#### Material to process ####
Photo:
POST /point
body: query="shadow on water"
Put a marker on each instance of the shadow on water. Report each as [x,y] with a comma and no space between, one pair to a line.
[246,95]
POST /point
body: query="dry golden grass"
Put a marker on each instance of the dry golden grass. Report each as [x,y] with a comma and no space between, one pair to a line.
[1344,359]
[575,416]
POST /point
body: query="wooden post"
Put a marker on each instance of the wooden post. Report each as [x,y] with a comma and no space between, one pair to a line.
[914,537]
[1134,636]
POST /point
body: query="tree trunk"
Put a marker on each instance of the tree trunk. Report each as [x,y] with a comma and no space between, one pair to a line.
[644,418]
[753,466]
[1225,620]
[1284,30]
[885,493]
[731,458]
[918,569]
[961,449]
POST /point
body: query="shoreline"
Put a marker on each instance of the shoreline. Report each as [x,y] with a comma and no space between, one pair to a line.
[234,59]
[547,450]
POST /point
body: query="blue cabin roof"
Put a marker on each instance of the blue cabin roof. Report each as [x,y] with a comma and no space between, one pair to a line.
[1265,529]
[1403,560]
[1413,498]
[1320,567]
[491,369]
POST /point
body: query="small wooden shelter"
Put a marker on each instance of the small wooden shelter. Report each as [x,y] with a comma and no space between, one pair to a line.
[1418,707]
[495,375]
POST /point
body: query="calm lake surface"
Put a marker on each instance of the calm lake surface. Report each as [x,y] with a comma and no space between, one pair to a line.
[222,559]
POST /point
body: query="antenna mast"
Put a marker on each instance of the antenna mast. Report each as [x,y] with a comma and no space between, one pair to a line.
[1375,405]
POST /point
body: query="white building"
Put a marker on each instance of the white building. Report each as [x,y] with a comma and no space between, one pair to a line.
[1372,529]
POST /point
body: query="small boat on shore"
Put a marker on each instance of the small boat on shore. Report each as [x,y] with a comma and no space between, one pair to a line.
####
→ **Exercise prompt**: Please reproduce all of the entries above, replacing "tree trunk" with "tree stump" everywhere it appears and keeping everything else the same.

→ **Reply to the exercise**:
Photo:
POST /point
body: query="shadow on water"
Put a marker on each instance of the shadow on water. Report each as [x,y] with a comma and no space between, one pair to a line.
[246,95]
POST /point
body: query="dry golden grass"
Put a marker on each instance of the dry golden grass. Report each as [x,y] with a comma and no space between, one pair to a line.
[1344,359]
[575,416]
POST /point
body: query="wooden post"
Put a marker on each instance of the wooden post. Report each as [x,y] with a comma and no space between, one pair to a line.
[914,537]
[1134,636]
POST /point
body: query="tree stump"
Put a marker on each instance of the tree stump. Report each as [x,y] with a comma and no space between, one pair to a line.
[644,418]
[753,466]
[1225,620]
[1284,30]
[885,493]
[731,458]
[918,569]
[961,449]
POST /point
body: query="shoreline"
Put a marker on each instance of the shoreline. Report each as [x,y] with a comma and no space between, one pair to a line.
[234,59]
[547,450]
POST /point
body: query="blue cabin roof"
Put a marker on each instance of the blue cabin roof. Report each as [x,y] with a comma and no space between, one pair to a line.
[1265,529]
[1403,560]
[1413,498]
[1320,567]
[491,369]
POST /point
body: query="small wooden shelter"
Put a marker on each instance of the small wooden shelter. Report each as [x,y] with a comma and no space between, one pair to a line.
[1418,707]
[495,375]
POST /point
body: query="calm lake surface"
Put a marker on each instance of the calm lake surface. Report each as [x,y] with a comma and no space between, one pair to a line.
[222,559]
POST /point
body: query="antenna mast"
Put a marker on each instance of the antenna mast. Report each as [x,y] with a comma and no space between, one pair to a line.
[1375,405]
POST /point
body: query="white building"
Put a marker on each instance of the white building. Report each as [x,y] with a comma and no space between, one pair to a line.
[1372,529]
POST /point
body: query="small boat on shore"
Put a marker on each instance of the small boat on shore. Report each as [x,y] with a comma and no space between, one pair to a line.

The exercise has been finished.